_WHAT YOU WILL DO_
Scan the lines below; pull out those with "target".

_TASK MATERIAL_
———

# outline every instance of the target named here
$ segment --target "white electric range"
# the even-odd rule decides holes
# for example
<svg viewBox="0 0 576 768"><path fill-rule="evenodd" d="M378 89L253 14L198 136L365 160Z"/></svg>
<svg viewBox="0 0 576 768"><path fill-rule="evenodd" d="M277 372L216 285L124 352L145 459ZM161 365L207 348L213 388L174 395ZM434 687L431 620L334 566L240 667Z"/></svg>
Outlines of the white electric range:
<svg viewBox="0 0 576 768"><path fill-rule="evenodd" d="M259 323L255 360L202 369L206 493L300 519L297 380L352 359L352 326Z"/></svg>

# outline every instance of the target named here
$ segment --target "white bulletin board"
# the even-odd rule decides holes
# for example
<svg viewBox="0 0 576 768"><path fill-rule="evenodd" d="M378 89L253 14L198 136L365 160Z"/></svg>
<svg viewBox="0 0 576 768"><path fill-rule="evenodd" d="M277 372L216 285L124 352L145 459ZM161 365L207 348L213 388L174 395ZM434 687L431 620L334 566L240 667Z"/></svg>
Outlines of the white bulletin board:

———

_OUTPUT FOR THIS TASK_
# outline every instance of the target named here
$ segment --target "white electric range"
# outline every instance of the target named here
$ segment --target "white bulletin board"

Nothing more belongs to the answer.